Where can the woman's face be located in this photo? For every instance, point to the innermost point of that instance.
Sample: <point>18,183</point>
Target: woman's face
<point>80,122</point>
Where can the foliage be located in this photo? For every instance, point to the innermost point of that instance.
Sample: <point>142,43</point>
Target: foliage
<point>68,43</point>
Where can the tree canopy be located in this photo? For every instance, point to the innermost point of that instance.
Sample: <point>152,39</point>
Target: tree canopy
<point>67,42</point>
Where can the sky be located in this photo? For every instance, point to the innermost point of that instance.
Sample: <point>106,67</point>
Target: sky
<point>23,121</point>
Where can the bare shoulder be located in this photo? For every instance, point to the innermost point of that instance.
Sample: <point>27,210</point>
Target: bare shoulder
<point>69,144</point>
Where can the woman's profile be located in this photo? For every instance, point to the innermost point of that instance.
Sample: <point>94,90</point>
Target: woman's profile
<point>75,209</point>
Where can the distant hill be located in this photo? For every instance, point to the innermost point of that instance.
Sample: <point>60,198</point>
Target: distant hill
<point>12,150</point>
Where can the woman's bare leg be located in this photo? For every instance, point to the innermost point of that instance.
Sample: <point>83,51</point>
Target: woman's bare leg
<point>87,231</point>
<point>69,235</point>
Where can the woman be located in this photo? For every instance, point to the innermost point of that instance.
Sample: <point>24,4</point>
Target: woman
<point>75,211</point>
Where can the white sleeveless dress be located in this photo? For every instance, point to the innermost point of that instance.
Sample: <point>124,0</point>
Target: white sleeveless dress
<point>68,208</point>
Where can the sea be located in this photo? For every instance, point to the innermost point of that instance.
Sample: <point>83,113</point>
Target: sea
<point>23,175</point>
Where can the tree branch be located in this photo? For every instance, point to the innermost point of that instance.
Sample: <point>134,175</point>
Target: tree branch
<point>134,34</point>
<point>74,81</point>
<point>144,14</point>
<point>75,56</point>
----
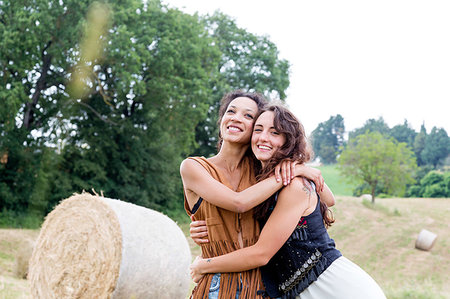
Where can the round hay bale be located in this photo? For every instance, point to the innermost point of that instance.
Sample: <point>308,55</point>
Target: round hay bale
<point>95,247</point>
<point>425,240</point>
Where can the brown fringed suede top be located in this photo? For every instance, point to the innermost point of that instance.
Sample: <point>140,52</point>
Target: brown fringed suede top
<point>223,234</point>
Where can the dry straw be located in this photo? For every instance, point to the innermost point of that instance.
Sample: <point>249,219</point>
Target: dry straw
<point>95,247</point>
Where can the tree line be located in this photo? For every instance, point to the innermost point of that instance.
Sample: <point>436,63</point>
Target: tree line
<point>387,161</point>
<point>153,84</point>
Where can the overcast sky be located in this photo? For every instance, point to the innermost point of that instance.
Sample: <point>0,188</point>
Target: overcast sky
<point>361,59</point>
----
Could you write out, unchanged, the lines of the records starting at the one containing "Where can the bare" and ending at the one containing "<point>69,235</point>", with both of those lines included?

Where can the bare shoulder be located in this photo? For every instance, point to the innermost point of that instance.
Sample: <point>27,210</point>
Target: bare shoulder
<point>69,144</point>
Where can the woman's profile be located in this photo? For every instance, point to the innermost point of that instance.
Sample: <point>94,90</point>
Target: woman's profile
<point>75,209</point>
Where can the distant hill be located in this photo? For every instance, point to the innermost point of that instance.
Sample: <point>60,198</point>
Target: distant hill
<point>12,150</point>
Where can the woman's bare leg be located in this photo? For every instance, point to the innermost point of that instance.
Sample: <point>83,51</point>
Target: woman's bare leg
<point>87,231</point>
<point>69,235</point>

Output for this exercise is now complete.